--- start of Provided data ---

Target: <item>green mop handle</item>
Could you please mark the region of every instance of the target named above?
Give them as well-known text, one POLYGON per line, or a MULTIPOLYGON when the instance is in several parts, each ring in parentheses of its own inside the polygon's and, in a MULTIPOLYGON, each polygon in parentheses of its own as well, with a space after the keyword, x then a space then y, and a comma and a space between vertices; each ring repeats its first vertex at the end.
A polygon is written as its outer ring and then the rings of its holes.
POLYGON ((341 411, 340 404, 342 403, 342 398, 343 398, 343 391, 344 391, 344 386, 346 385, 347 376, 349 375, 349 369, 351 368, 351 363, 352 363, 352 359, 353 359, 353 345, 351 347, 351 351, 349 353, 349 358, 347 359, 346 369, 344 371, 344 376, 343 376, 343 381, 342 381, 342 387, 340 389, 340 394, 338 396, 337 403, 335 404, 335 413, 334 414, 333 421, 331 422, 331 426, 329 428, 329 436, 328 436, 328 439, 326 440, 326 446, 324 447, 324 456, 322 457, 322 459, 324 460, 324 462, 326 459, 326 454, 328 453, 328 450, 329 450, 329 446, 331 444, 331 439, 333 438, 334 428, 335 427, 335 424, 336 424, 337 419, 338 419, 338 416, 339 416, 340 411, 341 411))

--- end of Provided data ---

Description of the task: Copy all of the records above word for word, keeping every line unchanged.

Expected answer:
Target: <item>green mop handle</item>
Could you please mark the region of every instance of the target named above?
Give them as well-known text, one POLYGON per line, or a MULTIPOLYGON when the instance is in several parts, each ring in parentheses of its own inside the polygon's and, in a MULTIPOLYGON, each polygon in parentheses of its own as well, with a space after the keyword, x then a space then y, and a comma and a space between vertices; each ring repeats its first vertex at the end.
A polygon is written as its outer ring and then the rings of its holes.
POLYGON ((341 411, 340 404, 342 403, 342 398, 343 398, 343 391, 344 391, 344 386, 346 385, 347 376, 349 375, 349 369, 351 368, 351 363, 352 363, 352 359, 353 359, 353 345, 351 347, 351 351, 349 353, 349 358, 347 359, 346 369, 344 371, 344 376, 343 376, 343 381, 342 381, 342 387, 340 389, 340 394, 338 396, 337 403, 335 404, 335 413, 334 414, 333 421, 331 422, 331 426, 329 428, 329 436, 328 436, 328 439, 326 440, 326 446, 324 447, 324 456, 322 457, 322 459, 324 460, 324 462, 326 459, 326 454, 328 453, 328 450, 329 450, 329 446, 331 444, 331 439, 333 438, 334 428, 335 427, 335 424, 336 424, 337 419, 338 419, 338 416, 339 416, 340 411, 341 411))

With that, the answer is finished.